TASK TO CARRY OUT: Reproduce the data below word for word, leaving out the pictures.

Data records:
-- Start --
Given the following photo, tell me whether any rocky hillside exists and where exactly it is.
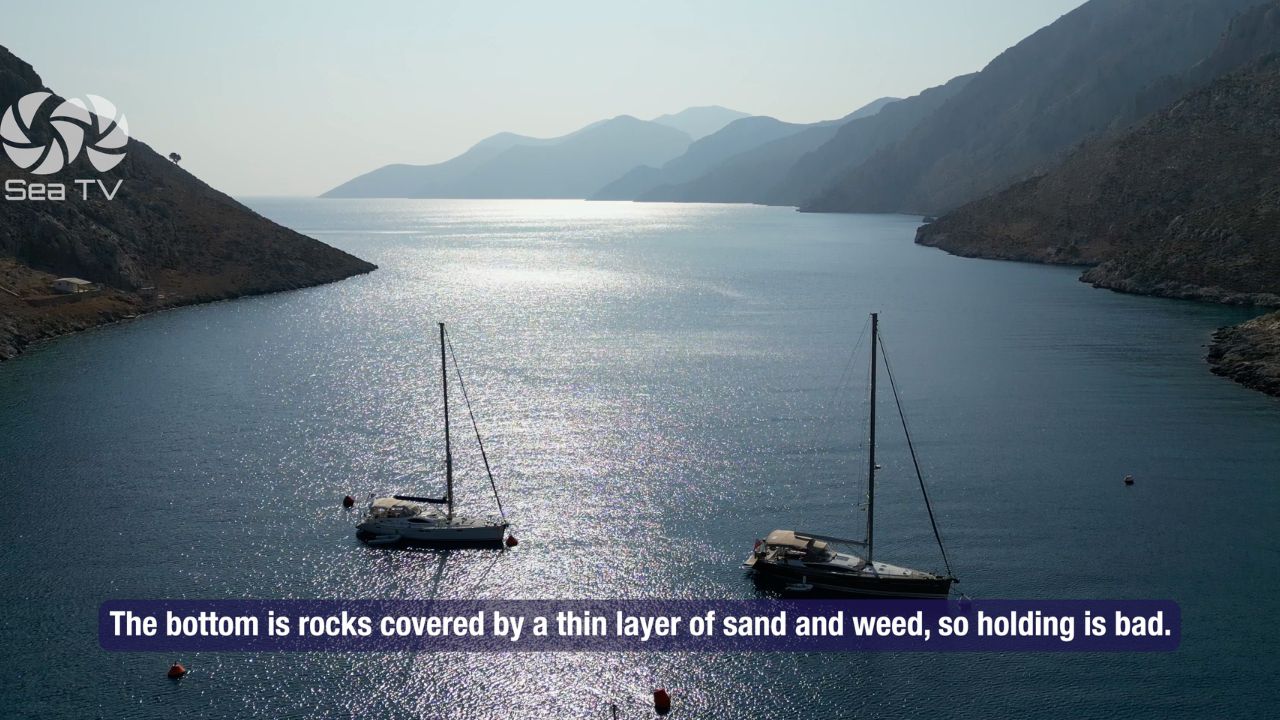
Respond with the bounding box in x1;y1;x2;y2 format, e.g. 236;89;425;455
803;0;1257;214
916;1;1280;395
916;56;1280;305
1208;313;1280;397
0;47;374;359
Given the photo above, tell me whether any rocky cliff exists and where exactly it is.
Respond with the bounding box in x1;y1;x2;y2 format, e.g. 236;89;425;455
803;0;1256;214
916;8;1280;395
0;47;374;359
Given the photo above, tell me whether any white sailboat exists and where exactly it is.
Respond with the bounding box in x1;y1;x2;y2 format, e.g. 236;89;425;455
742;313;956;597
356;323;509;547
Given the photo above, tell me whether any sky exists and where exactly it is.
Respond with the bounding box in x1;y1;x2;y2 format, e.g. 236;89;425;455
0;0;1082;196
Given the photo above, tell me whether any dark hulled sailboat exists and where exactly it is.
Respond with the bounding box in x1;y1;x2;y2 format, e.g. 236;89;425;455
744;313;956;597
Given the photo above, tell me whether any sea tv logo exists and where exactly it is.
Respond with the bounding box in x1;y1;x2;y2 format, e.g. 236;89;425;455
0;91;129;201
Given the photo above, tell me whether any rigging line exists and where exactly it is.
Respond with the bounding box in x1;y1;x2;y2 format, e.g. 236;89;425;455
879;333;955;578
444;331;507;520
828;316;872;405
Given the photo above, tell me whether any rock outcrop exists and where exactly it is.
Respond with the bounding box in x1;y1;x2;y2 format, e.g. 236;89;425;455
0;47;374;359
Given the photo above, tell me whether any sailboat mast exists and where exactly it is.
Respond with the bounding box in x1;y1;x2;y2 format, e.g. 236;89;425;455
867;313;879;564
440;323;453;520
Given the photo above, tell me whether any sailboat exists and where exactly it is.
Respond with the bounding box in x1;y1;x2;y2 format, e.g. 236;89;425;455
356;323;508;547
744;313;956;597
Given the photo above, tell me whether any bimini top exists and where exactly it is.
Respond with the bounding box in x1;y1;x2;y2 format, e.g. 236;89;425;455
764;530;827;552
369;497;424;518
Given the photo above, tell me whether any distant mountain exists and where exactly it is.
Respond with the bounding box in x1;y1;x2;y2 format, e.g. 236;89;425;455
0;47;374;360
653;105;750;140
760;80;974;205
323;115;690;197
804;0;1257;214
634;97;899;205
591;115;809;200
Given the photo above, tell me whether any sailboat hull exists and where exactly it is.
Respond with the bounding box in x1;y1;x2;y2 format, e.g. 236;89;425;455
749;556;954;598
356;519;507;547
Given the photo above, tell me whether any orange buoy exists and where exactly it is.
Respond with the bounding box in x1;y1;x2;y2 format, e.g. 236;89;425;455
653;688;671;715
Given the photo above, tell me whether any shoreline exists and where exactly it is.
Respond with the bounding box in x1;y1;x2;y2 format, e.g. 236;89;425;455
915;223;1280;397
0;265;378;364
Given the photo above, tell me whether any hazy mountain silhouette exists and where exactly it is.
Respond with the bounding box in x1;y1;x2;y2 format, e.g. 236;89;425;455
804;0;1257;214
323;115;690;197
760;81;974;205
632;97;900;204
591;97;897;202
653;105;750;140
591;115;809;200
0;47;374;360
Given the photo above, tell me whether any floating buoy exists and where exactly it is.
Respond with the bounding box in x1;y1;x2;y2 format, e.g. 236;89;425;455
653;688;671;715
-- End --
RESPONSE TO THE EXERCISE:
Given the following photo, tell me whether any rocky hillside exists and where exactly it is.
Respond with the bounding box in x1;y1;x2;y2 format, e.g. 236;89;425;455
803;0;1257;214
916;1;1280;395
916;56;1280;305
1208;313;1280;397
0;47;374;359
Given the photo above, tell me whether any rocky cliff exists and where exactly it is.
Respond with the bounding box in x1;y1;x2;y2 format, e.g. 236;89;425;455
803;0;1256;214
916;8;1280;395
0;47;374;359
Given the photo above, tell me whether any white sailboat exists and where exactly it is.
Respond with the bounding box in x1;y1;x2;y2 format, e.g. 236;89;425;455
742;313;956;597
356;323;509;547
Given the photo above, tell me whether any sky exists and where exactly it is.
Respond with the bounding box in x1;y1;x2;y2 format, e.g. 236;89;425;455
0;0;1082;196
Given the photo above, tell me whether any dark hulled sailboat exists and where exactly it is.
Respond with the bounding box in x1;y1;x2;y2 format, e.g. 236;89;425;455
744;313;956;597
Given the photo above, tell me whether any sea tv logo exists and where exactly it is.
Respond with the bounding box in x1;y1;x2;y2 format, e.g. 236;89;425;455
0;91;129;201
Given the photo above, tell me whether any rigging line exists and where exactly it is.
Respond with the bounding box in x1;y1;x2;y2 format, e.g. 236;89;425;455
879;333;955;578
444;331;507;520
828;316;872;405
Given the photo above, tell me whether any rock outcrop exists and where exactly it is.
Respond with the bounding box in x1;y1;x2;y2 format, e.g. 236;89;425;455
0;47;374;359
Given the photo above, tell me whether any sailboat mast exists and where exactly it is.
Respond with the bounding box in x1;y1;x2;y2 format, e.g. 236;89;425;455
867;313;879;564
440;323;453;520
Given the photo above, tell me whether any sailboat exists and where exactly it is.
Respond with the bounding box in x1;y1;x2;y2 format, e.g. 236;89;425;455
356;323;508;547
744;313;956;597
Given the photo above, tell me whether any bimini top exists and where exactly it is.
Respond with the bounding box in x1;y1;x2;y2 format, e.g. 236;89;425;455
764;530;827;552
369;497;424;518
Given the photo above, tell me whether any distant mountain exists and where exactly it is.
Respond with the bounding box in x1;y1;x2;y2 format, e.g. 236;89;425;455
0;47;374;360
653;105;750;140
760;80;974;205
323;115;690;197
804;0;1257;214
634;97;899;205
591;115;809;200
Given the photo above, tell me whether any sailboat hull exists and where exactly it is.
Respond with the bounding box in x1;y1;x2;y2 format, e.g. 236;89;425;455
749;556;954;598
356;519;507;547
Given the photo above, tell me whether any orange buoy exists and where exactly it is.
Respond with the bounding box in x1;y1;x2;y2 format, e.g. 236;89;425;455
653;688;671;715
Given the photo above, tell me whether any shoreline exists and where exactly it is.
Respond with the bounding box in x1;y1;x2;y2 format, e.g. 236;89;425;455
915;223;1280;397
0;265;378;364
Given the photo above, tell me whether any hazy mountain silhouette exists and where exactly it is.
Respond with the bounding box in x1;y1;x2;y2 format, e.g. 236;89;425;455
804;0;1257;214
323;115;690;197
760;81;974;205
632;97;900;204
591;97;897;202
653;105;750;140
591;115;809;200
0;47;374;360
Given the photo above, tell me whether any floating buoy exists and where exactly it is.
Respond with the bounding box in x1;y1;x2;y2 format, e.g. 236;89;425;455
653;688;671;715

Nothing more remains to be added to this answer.